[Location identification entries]
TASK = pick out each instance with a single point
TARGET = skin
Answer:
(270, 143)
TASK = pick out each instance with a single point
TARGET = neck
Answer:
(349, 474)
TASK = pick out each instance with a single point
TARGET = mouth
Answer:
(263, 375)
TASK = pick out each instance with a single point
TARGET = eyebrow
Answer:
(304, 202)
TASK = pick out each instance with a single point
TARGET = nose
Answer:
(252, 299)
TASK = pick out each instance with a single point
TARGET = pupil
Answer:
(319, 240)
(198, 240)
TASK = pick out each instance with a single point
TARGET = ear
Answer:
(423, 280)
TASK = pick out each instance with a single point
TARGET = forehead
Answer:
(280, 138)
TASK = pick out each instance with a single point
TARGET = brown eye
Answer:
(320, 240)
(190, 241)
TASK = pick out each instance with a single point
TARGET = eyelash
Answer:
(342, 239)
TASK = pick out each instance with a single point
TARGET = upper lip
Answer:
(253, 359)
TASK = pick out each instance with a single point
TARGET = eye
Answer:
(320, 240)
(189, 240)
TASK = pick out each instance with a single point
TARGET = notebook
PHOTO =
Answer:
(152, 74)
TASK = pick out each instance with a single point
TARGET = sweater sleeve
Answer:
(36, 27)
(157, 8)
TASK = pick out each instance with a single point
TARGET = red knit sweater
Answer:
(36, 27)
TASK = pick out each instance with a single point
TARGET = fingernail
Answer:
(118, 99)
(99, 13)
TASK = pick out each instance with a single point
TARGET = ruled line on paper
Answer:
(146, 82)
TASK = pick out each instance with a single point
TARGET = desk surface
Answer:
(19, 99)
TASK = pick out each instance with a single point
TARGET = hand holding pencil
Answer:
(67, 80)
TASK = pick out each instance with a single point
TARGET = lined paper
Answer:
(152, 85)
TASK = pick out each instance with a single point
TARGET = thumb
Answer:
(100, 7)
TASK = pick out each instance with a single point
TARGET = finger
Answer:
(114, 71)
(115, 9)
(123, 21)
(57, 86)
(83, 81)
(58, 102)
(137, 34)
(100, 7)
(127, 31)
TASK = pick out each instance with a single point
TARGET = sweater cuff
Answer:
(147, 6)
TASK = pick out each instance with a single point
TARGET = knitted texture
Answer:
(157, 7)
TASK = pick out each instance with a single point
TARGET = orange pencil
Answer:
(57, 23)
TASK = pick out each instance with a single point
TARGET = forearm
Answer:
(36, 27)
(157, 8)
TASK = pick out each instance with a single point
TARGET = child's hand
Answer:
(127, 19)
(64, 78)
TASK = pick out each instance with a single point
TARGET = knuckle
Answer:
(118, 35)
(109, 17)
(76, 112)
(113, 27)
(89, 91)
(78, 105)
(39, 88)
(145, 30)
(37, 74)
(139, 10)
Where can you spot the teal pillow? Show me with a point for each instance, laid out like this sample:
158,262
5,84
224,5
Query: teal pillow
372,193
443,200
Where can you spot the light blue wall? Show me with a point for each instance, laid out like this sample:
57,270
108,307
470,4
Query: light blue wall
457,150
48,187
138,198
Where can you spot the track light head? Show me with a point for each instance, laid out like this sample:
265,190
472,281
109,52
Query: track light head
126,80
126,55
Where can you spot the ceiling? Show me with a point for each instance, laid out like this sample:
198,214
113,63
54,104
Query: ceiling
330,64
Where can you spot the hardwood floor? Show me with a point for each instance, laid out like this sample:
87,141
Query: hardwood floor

- [DIRECTIONS]: Output the records verbatim, from the first line to the last.

- [SOLVED EXERCISE]:
TASK = pick out each instance with a single point
TARGET = skin
Answer:
(270, 143)
TASK = pick out each instance with a single point
TARGET = neck
Answer:
(349, 474)
TASK = pick out each instance with a single point
TARGET = mouth
Answer:
(263, 375)
TASK = pick out each instance with a single point
TARGET = eyebrow
Answer:
(304, 202)
TASK = pick out each instance with a single point
TARGET = nose
Answer:
(252, 299)
TASK = pick out each instance with a single point
TARGET = pupil
Answer:
(319, 240)
(198, 240)
TASK = pick out each instance with a single point
TARGET = ear
Answer:
(423, 280)
TASK = pick out each instance with a single point
TARGET = forehead
Answer:
(280, 138)
TASK = pick out each instance with a single point
TARGET = brown eye
Answer:
(320, 240)
(190, 241)
TASK = pick out each instance with a single point
TARGET = eyelash
Answer:
(342, 239)
TASK = pick out each instance with a single point
TARGET = upper lip
Answer:
(253, 359)
TASK = pick out each instance with a single point
TARGET = eye
Answer:
(320, 240)
(189, 240)
TASK = pick out each instance with a single point
TARGET = notebook
PHOTO =
Answer:
(152, 74)
TASK = pick out each instance with a single point
TARGET = sweater sleeve
Answer:
(36, 27)
(157, 8)
TASK = pick out each instance with a single point
TARGET = red knit sweater
Answer:
(36, 27)
TASK = pick out each instance with a single point
TARGET = fingernail
Answer:
(118, 99)
(99, 13)
TASK = pick out each instance with a single point
TARGET = ruled line on paper
Answer:
(146, 82)
TASK = pick out each instance with a single point
TARGET = desk surface
Answer:
(19, 99)
TASK = pick out each instance with a single point
TARGET = hand holding pencil
Answer:
(67, 80)
TASK = pick out each instance with a single point
TARGET = lined paper
Answer:
(152, 85)
TASK = pick out each instance with a single point
TARGET = thumb
Answer:
(100, 7)
TASK = pick out each instance with a single point
TARGET = finger
Answer:
(114, 71)
(115, 9)
(123, 21)
(57, 86)
(83, 81)
(58, 102)
(137, 34)
(100, 7)
(127, 31)
TASK = pick out each instance with a single point
TARGET = sweater cuff
Answer:
(147, 6)
TASK = pick out each instance with a single point
TARGET = knitted texture
Answer:
(157, 7)
TASK = pick out each instance with a single point
TARGET = orange pencil
Answer:
(57, 23)
TASK = pick out each instance with a single point
TARGET = forearm
Answer:
(36, 27)
(157, 8)
TASK = pick out each instance with a single point
TARGET = child's hand
Answer:
(127, 19)
(64, 78)
TASK = pick out each instance with a single point
TARGET = knuckle
Answer:
(118, 35)
(109, 17)
(76, 112)
(113, 27)
(89, 91)
(78, 105)
(39, 88)
(145, 30)
(37, 74)
(139, 10)
Where can you spot the teal pillow? Show me with a point for each instance, laid out like this sample:
158,262
5,84
224,5
Query: teal pillow
372,193
443,200
Where can you spot the light blue wall? Show me with a point for each instance, laid out like this sample:
57,270
108,307
470,4
Query: light blue wall
457,150
48,187
138,198
Where can you spot the track light head? Show me with a point for each instance, laid out like this sample:
265,190
472,281
109,52
Query: track light head
126,80
126,55
Where can you spot the ceiling? Show me with a point for each instance, laid out like this sample:
198,214
113,63
54,104
Query: ceiling
330,64
Where can you spot the hardwood floor? Show me with a point for each instance, laid out like this sample:
87,141
Query: hardwood floor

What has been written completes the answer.